### Work request
For the entries below, the result should be an exact transcription of the lines from the one with "Where can the bare" up to and including the one with "Sample: <point>230,167</point>", and only those.
--- Material to process Enclosed Below ---
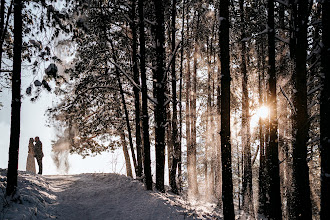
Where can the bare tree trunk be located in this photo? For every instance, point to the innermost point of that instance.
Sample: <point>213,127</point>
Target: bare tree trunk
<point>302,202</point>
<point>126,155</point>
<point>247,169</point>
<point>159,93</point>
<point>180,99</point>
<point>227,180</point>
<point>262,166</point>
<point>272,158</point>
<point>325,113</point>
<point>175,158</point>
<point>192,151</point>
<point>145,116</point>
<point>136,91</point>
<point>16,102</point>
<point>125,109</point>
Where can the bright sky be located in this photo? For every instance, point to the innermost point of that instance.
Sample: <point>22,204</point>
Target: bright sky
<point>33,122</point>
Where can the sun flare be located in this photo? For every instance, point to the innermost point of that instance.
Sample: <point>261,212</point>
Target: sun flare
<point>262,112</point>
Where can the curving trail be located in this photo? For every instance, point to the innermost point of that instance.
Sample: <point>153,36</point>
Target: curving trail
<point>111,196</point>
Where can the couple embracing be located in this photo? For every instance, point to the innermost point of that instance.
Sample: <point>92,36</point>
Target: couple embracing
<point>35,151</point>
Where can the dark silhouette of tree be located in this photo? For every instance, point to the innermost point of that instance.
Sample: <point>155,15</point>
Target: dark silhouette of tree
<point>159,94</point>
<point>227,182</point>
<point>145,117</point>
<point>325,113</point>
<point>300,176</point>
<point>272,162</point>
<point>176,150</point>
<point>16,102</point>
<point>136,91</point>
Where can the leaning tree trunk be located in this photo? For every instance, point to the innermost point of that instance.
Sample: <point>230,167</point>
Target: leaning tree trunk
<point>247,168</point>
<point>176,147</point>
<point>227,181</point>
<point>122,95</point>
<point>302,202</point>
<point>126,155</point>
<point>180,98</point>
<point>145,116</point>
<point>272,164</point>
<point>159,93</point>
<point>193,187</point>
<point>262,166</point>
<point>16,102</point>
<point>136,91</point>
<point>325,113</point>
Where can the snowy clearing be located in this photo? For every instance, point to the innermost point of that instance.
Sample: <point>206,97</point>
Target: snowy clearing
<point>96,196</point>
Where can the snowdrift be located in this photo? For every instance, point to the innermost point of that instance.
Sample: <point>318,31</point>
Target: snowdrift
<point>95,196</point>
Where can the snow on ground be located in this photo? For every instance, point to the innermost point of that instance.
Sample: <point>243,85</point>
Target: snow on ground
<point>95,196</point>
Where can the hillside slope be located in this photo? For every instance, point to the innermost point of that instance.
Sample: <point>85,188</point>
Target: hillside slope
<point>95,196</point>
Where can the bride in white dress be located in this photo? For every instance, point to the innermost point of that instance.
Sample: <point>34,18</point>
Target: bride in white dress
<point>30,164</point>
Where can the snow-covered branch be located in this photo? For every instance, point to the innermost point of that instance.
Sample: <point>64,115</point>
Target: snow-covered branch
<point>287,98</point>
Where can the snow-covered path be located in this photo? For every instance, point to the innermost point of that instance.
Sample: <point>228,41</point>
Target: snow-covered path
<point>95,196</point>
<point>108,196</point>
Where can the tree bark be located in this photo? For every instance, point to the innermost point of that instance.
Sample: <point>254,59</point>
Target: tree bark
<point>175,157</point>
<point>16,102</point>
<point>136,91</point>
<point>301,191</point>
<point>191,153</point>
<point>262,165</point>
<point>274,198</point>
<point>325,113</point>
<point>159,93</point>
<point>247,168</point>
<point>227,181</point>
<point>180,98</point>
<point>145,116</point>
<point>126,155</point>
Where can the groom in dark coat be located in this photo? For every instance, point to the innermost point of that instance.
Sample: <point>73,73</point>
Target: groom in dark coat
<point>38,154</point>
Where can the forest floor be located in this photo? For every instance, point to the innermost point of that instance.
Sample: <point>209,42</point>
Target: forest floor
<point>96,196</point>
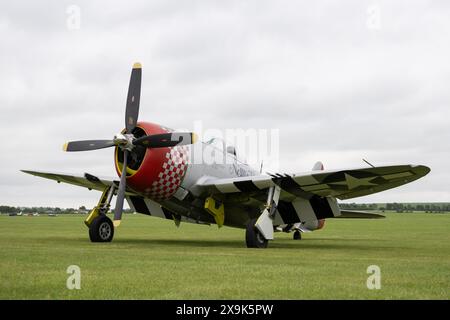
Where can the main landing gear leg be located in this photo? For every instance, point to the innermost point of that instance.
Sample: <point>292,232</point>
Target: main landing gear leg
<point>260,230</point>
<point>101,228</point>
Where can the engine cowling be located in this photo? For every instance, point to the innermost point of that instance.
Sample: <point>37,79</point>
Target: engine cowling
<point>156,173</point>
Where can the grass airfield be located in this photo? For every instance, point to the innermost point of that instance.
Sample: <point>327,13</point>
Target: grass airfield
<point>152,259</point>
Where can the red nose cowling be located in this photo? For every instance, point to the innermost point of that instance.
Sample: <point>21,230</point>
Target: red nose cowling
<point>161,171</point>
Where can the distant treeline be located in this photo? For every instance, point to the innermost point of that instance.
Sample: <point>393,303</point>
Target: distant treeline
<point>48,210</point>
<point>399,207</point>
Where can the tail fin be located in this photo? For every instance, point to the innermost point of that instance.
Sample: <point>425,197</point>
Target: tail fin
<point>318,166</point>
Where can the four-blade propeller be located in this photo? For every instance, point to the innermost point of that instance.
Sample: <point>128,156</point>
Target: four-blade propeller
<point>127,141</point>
--- End of Enclosed Material to process ---
--- Material to process Enclosed Below ---
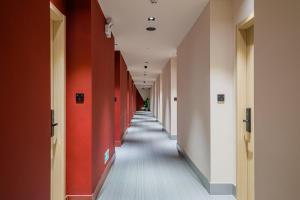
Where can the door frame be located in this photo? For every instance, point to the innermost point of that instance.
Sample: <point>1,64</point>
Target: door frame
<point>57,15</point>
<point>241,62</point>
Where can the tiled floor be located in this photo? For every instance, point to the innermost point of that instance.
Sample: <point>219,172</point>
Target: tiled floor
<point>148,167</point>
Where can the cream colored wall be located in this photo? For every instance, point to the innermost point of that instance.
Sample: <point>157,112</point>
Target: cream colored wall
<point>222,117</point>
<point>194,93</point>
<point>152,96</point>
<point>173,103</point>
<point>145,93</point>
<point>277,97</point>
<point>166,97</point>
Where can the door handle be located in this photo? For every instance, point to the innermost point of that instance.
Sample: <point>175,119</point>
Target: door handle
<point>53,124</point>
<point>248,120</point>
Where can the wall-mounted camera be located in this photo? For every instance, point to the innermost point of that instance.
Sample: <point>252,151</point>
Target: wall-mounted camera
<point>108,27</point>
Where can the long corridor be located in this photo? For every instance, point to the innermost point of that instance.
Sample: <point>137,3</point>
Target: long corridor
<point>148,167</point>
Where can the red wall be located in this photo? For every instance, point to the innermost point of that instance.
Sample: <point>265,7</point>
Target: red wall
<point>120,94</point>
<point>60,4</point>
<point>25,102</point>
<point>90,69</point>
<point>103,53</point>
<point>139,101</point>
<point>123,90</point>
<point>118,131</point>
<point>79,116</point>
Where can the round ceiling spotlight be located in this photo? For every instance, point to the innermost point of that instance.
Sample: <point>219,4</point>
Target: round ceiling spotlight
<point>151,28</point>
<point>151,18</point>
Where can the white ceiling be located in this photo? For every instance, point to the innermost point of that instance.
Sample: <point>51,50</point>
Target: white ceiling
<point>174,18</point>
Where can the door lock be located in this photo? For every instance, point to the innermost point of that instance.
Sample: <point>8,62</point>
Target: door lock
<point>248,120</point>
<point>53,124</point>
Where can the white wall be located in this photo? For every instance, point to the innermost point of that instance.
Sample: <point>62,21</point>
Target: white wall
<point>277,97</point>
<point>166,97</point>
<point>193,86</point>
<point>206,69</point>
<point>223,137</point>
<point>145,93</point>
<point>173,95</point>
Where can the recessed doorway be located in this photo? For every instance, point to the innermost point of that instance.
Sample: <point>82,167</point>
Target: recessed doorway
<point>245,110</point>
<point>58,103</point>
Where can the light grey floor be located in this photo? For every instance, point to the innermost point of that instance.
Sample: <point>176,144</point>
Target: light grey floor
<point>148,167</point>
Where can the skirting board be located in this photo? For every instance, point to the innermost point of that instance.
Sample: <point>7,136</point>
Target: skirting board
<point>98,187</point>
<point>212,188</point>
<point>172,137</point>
--- End of Enclosed Material to process ---
--- Material to process Enclosed Below ---
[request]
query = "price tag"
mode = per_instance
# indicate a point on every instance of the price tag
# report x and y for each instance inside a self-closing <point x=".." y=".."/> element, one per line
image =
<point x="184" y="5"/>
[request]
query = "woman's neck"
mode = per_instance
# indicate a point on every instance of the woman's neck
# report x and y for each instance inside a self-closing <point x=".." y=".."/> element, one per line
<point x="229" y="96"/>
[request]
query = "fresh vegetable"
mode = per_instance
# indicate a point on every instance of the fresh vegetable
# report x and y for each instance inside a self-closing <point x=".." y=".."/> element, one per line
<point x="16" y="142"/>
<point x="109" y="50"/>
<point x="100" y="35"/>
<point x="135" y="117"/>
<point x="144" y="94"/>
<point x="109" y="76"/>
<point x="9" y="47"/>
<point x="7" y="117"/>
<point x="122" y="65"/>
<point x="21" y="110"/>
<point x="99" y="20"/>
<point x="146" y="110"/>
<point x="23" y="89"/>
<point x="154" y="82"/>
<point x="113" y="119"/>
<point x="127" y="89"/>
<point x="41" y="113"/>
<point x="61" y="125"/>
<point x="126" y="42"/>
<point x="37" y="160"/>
--- End of Enclosed Material to process ---
### Response area
Where can the bare tree trunk be located in this photo? For every instance, point to the innermost point of that instance.
Sample: <point>213,127</point>
Target: bare tree trunk
<point>302,202</point>
<point>126,155</point>
<point>247,169</point>
<point>159,93</point>
<point>180,99</point>
<point>227,180</point>
<point>262,166</point>
<point>272,158</point>
<point>325,113</point>
<point>175,158</point>
<point>192,151</point>
<point>145,116</point>
<point>136,91</point>
<point>16,102</point>
<point>125,109</point>
Where can the bright sky be located in this photo? For every instance, point to the innermost point of that instance.
Sample: <point>22,204</point>
Target: bright sky
<point>33,122</point>
Where can the sun flare be located in this photo? For every instance, point to the innermost point of that instance.
Sample: <point>261,212</point>
Target: sun flare
<point>262,112</point>
Where can the curving trail be located in this photo? For every instance, point to the innermost point of that instance.
Sample: <point>153,36</point>
Target: curving trail
<point>111,196</point>
Where can the couple embracing be located in this photo? For every instance, point to the innermost point of that instance.
Sample: <point>92,36</point>
Target: couple embracing
<point>35,151</point>
Where can the dark silhouette of tree be located in this photo? For every instance, point to the innermost point of that instance.
Sample: <point>155,15</point>
Target: dark silhouette of tree
<point>159,94</point>
<point>227,182</point>
<point>145,117</point>
<point>325,113</point>
<point>300,176</point>
<point>272,162</point>
<point>176,150</point>
<point>16,102</point>
<point>136,91</point>
Where can the leaning tree trunk be located in this photo? For every instance, point to the innermost point of that instance.
Sample: <point>230,167</point>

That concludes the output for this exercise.